Recorded data Block Start

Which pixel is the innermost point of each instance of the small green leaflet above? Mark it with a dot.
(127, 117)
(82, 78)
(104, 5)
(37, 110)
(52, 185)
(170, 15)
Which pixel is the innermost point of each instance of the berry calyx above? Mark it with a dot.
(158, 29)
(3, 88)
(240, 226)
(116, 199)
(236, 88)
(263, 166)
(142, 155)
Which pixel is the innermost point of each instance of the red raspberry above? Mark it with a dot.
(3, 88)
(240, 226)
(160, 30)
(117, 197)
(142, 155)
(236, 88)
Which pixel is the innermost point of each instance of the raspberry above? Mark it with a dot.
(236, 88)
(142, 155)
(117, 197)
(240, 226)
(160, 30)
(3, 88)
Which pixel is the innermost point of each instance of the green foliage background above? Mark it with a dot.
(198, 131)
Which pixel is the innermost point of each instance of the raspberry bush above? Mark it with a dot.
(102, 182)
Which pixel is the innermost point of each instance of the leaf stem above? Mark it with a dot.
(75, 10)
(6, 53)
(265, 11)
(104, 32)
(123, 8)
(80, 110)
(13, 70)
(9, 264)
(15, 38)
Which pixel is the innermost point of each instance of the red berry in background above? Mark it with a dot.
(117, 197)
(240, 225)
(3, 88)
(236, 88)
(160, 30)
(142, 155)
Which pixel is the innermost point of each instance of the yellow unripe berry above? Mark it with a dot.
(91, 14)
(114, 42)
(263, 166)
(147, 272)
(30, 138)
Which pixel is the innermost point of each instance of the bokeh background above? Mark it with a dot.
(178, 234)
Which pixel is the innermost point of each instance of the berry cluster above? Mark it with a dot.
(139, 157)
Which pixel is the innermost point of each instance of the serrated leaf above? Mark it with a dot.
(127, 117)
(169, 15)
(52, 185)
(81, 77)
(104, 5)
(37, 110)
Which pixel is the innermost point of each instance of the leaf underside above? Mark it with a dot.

Recorded data Block End

Problem to solve
Each line must be set down again exactly as above, with no line omitted.

Response below
Which pixel is the innermost point of each instance of the small green leaflet above? Mark it with a dot.
(127, 117)
(82, 78)
(104, 5)
(37, 110)
(52, 185)
(170, 15)
Which pixel is the innermost point of each instance of the berry calyx above? Mark it with a dot.
(158, 29)
(3, 88)
(240, 226)
(116, 199)
(236, 88)
(263, 166)
(142, 155)
Which pixel is the innermost point of each instance of the red raspberry above? Mark it with a dot.
(3, 88)
(240, 226)
(160, 30)
(117, 197)
(142, 155)
(236, 88)
Which pixel is the innermost point of each instance of the raspberry above? Mark it with a dot.
(236, 88)
(142, 155)
(117, 197)
(240, 226)
(160, 30)
(3, 88)
Which pixel is the innermost point of each instance of the green foliage background above? Mark it with a dot.
(198, 131)
Which pixel is the innermost point of each instance of the raspberry bush above? Mark it with a dot.
(102, 182)
Which pixel is the innermost point of each instance of the leaf stem above? Mark it with a dot.
(75, 10)
(6, 53)
(265, 11)
(104, 32)
(123, 8)
(80, 110)
(13, 70)
(9, 264)
(15, 38)
Which pixel is the innermost point of each instance of the red berry in background above? Mark it with a dot.
(117, 197)
(240, 225)
(3, 88)
(236, 88)
(160, 30)
(142, 155)
Which pixel is the innermost point of each instance of the yellow unripe berry above? Mark it with a dot.
(91, 14)
(114, 42)
(263, 166)
(147, 272)
(30, 138)
Which pixel is the innermost point of each instance of the bokeh background above? Mark it with a dot.
(178, 234)
Which pixel is the innermost point of each instance of the berry cluster above? Mark it with a dot.
(139, 157)
Which pixel is the innermost point of each instance of the serrated leaf above? Mark it with a dot.
(127, 117)
(169, 15)
(52, 185)
(81, 77)
(104, 5)
(37, 110)
Which pixel is the innermost point of each instance of the leaf underside above? Mark it with a dot.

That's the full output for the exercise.